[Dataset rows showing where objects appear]
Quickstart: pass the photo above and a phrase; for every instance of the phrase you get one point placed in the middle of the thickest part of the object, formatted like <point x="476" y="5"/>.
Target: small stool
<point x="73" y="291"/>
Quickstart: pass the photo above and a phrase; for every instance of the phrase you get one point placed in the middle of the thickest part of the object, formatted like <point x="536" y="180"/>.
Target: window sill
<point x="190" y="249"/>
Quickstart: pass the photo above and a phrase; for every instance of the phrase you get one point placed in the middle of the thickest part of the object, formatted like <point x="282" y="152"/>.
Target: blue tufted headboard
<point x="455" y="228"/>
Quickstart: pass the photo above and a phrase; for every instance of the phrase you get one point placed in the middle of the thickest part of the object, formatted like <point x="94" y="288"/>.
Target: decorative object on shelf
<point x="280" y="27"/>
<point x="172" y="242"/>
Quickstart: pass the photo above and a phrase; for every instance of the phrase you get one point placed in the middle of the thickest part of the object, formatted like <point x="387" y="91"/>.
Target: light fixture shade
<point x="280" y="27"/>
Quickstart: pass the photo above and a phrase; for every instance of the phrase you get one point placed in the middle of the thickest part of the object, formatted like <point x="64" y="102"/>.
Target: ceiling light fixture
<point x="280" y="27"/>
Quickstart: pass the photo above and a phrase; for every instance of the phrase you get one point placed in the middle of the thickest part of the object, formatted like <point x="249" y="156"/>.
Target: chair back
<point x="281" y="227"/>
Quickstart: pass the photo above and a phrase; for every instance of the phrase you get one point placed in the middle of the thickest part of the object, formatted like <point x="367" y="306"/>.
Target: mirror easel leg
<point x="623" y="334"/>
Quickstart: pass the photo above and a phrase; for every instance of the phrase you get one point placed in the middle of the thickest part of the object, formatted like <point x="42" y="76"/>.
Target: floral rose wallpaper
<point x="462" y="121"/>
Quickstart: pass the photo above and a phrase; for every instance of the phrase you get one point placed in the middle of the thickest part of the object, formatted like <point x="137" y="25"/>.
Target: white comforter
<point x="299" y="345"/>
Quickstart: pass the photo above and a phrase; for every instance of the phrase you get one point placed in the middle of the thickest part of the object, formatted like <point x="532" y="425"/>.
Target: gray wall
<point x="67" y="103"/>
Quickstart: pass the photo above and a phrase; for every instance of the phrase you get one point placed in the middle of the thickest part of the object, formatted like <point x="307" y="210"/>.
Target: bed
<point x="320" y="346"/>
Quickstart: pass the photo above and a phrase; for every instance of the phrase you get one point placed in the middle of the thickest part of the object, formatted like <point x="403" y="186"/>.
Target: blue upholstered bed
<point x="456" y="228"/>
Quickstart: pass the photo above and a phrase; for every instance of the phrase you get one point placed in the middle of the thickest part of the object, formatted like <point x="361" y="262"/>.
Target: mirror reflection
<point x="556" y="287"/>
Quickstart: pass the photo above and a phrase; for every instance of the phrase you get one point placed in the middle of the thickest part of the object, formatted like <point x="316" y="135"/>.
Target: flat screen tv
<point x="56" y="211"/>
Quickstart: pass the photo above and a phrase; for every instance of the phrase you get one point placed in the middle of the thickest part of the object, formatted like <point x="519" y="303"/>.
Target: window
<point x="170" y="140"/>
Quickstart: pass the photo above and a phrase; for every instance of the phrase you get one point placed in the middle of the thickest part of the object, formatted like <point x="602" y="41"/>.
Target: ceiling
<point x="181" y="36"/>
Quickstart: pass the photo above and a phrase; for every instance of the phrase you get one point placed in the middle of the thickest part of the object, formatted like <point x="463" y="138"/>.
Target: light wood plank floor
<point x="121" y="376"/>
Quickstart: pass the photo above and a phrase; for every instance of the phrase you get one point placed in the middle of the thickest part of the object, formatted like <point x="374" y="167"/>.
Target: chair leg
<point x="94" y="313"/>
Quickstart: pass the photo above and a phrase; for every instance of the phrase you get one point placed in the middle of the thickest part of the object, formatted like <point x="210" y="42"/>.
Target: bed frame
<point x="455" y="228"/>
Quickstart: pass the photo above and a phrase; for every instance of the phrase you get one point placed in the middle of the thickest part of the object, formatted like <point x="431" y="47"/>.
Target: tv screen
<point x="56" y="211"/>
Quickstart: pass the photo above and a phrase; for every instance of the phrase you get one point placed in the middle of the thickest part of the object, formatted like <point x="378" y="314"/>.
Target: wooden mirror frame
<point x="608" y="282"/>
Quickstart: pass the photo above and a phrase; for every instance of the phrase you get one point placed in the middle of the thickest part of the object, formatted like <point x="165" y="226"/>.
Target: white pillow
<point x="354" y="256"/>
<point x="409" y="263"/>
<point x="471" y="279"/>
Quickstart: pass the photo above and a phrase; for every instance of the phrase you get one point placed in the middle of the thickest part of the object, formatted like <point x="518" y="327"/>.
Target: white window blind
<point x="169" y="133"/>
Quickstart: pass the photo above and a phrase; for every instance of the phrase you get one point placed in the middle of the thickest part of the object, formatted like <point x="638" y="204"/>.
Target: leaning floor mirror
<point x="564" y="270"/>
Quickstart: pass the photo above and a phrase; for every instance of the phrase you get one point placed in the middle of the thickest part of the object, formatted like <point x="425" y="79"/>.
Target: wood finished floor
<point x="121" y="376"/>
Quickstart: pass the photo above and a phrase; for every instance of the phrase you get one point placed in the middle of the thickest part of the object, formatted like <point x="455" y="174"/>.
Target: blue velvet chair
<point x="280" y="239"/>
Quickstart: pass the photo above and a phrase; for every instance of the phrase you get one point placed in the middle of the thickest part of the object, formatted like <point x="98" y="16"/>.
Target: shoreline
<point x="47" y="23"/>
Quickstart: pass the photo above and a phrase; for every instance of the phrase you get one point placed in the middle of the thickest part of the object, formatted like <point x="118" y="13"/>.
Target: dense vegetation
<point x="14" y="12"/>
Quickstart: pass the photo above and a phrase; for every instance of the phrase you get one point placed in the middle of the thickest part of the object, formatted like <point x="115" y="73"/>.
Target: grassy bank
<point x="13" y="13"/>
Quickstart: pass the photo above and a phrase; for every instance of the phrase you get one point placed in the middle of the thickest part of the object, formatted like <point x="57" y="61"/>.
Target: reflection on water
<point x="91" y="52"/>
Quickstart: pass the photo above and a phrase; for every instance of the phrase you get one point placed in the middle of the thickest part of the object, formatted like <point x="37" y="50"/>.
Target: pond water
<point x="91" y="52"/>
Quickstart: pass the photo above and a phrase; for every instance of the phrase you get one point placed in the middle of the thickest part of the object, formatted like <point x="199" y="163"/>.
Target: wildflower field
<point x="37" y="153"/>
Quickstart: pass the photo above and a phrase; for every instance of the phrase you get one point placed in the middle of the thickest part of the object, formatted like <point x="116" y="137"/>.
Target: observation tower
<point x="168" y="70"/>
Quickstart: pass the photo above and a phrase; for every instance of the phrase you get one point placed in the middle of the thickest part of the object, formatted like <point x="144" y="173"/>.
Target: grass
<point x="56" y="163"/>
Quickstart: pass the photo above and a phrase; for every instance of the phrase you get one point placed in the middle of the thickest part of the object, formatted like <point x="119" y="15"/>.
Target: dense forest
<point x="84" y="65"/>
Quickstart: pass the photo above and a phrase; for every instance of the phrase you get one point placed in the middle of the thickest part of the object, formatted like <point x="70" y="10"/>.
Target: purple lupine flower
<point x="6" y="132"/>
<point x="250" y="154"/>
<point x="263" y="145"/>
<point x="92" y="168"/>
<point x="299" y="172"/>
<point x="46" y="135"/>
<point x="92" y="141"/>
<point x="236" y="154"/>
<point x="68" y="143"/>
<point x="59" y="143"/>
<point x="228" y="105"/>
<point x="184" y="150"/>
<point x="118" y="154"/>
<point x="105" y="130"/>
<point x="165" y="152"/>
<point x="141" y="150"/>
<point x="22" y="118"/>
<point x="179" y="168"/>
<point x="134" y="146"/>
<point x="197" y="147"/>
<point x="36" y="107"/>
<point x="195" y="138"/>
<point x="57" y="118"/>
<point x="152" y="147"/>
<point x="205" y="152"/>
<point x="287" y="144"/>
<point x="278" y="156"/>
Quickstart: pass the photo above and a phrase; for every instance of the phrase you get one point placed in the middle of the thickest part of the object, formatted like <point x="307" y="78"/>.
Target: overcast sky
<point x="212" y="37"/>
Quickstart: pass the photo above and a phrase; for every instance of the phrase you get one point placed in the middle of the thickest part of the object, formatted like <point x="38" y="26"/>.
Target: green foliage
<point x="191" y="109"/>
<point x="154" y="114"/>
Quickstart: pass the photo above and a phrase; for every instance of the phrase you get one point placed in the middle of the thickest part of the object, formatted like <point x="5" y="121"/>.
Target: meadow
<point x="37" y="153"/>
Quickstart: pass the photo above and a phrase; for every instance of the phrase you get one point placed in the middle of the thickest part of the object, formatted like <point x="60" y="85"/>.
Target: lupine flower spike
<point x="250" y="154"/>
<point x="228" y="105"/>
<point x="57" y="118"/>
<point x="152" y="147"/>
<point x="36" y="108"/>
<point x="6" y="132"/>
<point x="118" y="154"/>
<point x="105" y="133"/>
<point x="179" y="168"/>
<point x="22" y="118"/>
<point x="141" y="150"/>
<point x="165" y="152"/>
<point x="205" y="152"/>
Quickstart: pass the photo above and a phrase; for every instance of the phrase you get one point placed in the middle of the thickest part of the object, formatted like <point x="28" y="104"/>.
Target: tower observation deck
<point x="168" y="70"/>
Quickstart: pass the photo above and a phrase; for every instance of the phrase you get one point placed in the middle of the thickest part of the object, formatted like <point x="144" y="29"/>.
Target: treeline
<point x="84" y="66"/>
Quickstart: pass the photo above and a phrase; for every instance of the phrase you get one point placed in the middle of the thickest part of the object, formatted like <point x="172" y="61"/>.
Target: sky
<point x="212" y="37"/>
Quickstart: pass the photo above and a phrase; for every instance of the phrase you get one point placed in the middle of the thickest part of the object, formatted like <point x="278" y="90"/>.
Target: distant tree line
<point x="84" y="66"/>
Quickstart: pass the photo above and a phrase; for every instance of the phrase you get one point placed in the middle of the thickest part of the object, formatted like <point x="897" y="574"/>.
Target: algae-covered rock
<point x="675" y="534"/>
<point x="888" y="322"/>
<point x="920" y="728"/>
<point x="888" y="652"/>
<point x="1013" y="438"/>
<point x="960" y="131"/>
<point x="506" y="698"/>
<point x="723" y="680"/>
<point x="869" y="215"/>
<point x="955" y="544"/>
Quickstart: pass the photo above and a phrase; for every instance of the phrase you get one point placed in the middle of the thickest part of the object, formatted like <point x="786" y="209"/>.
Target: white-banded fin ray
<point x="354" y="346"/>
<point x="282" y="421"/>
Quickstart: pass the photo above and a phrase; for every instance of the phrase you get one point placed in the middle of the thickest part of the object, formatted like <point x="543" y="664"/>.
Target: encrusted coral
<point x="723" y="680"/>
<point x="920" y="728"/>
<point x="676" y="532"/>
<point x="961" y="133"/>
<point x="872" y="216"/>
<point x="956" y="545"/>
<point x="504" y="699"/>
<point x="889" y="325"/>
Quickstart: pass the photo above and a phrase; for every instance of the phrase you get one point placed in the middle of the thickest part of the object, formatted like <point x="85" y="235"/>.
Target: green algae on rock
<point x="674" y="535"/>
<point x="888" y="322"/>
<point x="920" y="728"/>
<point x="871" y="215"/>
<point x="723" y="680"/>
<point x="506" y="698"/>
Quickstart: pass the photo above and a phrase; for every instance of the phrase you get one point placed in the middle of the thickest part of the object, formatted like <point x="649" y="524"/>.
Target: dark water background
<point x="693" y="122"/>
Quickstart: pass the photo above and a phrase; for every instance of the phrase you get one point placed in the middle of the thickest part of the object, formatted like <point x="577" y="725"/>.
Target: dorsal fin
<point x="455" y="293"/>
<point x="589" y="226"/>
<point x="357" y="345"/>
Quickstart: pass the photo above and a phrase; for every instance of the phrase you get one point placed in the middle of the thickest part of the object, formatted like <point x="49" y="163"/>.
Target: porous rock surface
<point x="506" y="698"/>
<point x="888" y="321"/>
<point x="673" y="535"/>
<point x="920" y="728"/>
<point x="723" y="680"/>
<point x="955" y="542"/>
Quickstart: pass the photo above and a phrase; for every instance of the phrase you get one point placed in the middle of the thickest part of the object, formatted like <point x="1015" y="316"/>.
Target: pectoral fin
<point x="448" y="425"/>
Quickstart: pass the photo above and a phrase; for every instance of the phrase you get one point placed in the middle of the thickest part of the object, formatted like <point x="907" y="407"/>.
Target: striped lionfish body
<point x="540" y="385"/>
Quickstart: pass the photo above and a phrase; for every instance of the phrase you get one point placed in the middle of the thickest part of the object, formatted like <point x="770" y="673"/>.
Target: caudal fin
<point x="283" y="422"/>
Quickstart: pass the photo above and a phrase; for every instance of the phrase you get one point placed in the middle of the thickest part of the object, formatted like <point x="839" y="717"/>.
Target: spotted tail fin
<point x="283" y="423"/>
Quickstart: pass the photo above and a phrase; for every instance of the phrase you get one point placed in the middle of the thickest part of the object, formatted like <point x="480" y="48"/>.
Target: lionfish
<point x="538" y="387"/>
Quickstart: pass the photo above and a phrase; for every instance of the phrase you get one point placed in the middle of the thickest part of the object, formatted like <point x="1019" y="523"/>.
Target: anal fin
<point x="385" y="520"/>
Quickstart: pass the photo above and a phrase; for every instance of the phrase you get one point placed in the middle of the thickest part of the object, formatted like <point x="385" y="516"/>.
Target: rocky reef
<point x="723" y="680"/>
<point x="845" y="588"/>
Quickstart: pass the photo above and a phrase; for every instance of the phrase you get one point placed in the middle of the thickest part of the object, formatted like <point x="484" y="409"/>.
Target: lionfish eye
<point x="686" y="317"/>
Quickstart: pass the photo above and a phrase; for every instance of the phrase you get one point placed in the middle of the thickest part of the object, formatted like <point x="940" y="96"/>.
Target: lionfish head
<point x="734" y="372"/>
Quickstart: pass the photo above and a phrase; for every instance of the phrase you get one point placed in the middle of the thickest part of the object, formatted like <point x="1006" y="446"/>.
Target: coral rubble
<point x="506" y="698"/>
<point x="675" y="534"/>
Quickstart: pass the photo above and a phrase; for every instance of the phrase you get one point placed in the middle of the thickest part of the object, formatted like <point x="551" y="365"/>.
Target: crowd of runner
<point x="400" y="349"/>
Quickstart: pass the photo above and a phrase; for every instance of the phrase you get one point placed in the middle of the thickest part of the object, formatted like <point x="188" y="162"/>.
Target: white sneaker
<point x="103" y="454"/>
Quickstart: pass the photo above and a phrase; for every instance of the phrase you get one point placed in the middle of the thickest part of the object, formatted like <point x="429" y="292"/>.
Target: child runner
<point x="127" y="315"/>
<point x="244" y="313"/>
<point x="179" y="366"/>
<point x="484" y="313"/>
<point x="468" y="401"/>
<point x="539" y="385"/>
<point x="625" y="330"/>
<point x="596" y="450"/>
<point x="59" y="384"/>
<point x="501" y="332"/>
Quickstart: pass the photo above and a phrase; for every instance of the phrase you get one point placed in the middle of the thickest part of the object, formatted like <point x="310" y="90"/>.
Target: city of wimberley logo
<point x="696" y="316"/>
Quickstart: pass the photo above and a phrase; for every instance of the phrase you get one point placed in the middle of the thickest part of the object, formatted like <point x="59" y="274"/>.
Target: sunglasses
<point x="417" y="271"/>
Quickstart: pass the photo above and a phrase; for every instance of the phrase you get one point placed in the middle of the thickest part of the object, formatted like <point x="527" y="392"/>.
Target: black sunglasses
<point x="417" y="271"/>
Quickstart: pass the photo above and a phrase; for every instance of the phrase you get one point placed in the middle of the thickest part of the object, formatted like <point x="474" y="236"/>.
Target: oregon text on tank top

> Do this:
Please count the lines in the records above that contain the string "water". Reply with the number alone.

> Reply:
3